À faire -
A. Dans le texte d'étude sur les Maronites, vers quelle année vivait le saint solitaire nommé Marron ?
B. Poursuivez le texte d'étude sur les Maronites après sa dernière phrase.

Voyage en Orient (Lamartine)/Les Maronites

Chez l’auteur (Œuvres complètes, tome 7p. 99-108).


LES MARONITES




Les Maronites, dont je viens de parler, ont des ténèbres autour de leur berceau. L’histoire, si incomplète et si fabuleuse en tout ce qui concerne les premiers siècles de notre ère, laisse planer le doute sur les différentes causes qu’on assigne à leurs institutions. Ils n’ont que peu de livres, sans critique et sans contrôle : cependant, comme il faut toujours s’en rapporter à ce qu’un peuple sait de lui-même plutôt qu’aux vaines spéculations du voyageur, voici ce qui résulte de leurs propres histoires. Un saint solitaire, nommé Marron, vivait environ vers l’année 400. Théodoric et saint Chrysostome en font mention. Marron habitait le désert, et ses disciples s’étant répandus dans les différentes régions de la Syrie, y bâtirent plusieurs monastères ; le principal était aux environs d’Apamée, sur les bords fertiles de l’Oronte. Tous les chrétiens syriaques qui n’étaient pas alors infectés de l’hérésie des monothélites se réfugièrent autour de ces monastères, et de cette circonstance reçurent le nom de Maronites. Volney, qui a vécu quelques mois parmi eux, a recueilli les meilleurs renseignements sur leur origine ; ils se rapprochent de ceux-ci, que j’ai recueillis moi-même des traditions locales.

Quoi qu’il en soit, les Maronites forment aujourd’hui un peuple gouverné par la plus pure théocratie qui ait résisté au temps ; théocratie qui, menacée sans cesse par la tyrannie des musulmans, a été obligée de rester modérée et protectrice, et a laissé germer des principes de liberté civile prêts à se développer chez ce peuple. La nation des Maronites, qui, selon Volney, était, en 1784, de cent vingt mille âmes, en compte aujourd’hui plus de deux cent mille, et s’accroît tous les jours. Son territoire est de cent cinquante lieues carrées ; mais ce territoire n’a que des limites arbitraires ; il s’étend sur les flancs du Liban, dans les vallées ou dans les plaines qui l’entourent, à mesure que les essaims de la population vont fonder de nouveaux villages. La ville de Zarklé, à l’embouchure de la vallée de Bkâ, vis-à-vis Balbek, qui comptait à peine mille à douze cents âmes il y a vingt ans, en compte maintenant dix à douze mille, et tend à s’augmenter tous les jours.

Jeu de données -
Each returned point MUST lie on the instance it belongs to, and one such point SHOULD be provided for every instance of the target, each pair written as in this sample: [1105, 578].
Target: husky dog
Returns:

Réponses détaillées -
A. Il vivait environ vers l'année 400.

B.
Les Maronites sont soumis à l’émir Beschir, et forment, avec les Druzes et les Métualis, une espèce de confédération despotique sous le gouvernement de cet émir. Bien que les membres de ces trois nations diffèrent d’origine, de religion et de mœurs, qu’ils ne se confondent presque jamais dans les mêmes villages, l’intérêt de la défense d’une liberté commune et la main forte et politique de l’émir Beschir les retiennent en un seul faisceau. Ils couvrent de leurs nombreuses habitations l’espace compris entre Latakieh et Saint-Jean d’Acre d’un côté, Damas et Bayruth de l’autre. Je dirai un mot à part des Druzes et des Métualis.

Les Maronites occupent les vallées les plus centrales et les chaînes les plus élevées du groupe principal du mont Liban, depuis les environs de Bayruth jusqu’à Tripoli de Syrie. Les pentes de ces montagnes, qui versent vers la mer, sont fertiles, arrosées de fleuves nombreux et de cascades intarissables ; ils y récoltent la soie, l’huile, l’orge et le blé ; les hauteurs sont presque inaccessibles, et le rocher nu perce partout les flancs de ces montagnes ; mais l’infatigable activité de ce peuple, qui n’avait d’asile sûr pour sa religion que derrière ces pics et ces précipices, a rendu le rocher même fertile : il a élevé d’étage en étage, jusqu’aux dernières crêtes, jusqu’aux neiges éternelles, des murs de terrasses formées avec des blocs de roche roulante ; sur ces terrasses il a porté le peu de terre végétale que les eaux entraînaient dans les ravines, il a pilé la pierre même pour rendre sa poussière féconde en la mêlant à ce peu de terre, et il a fait du Liban tout entier un jardin couvert de mûriers, de figuiers, d’oliviers et de céréales.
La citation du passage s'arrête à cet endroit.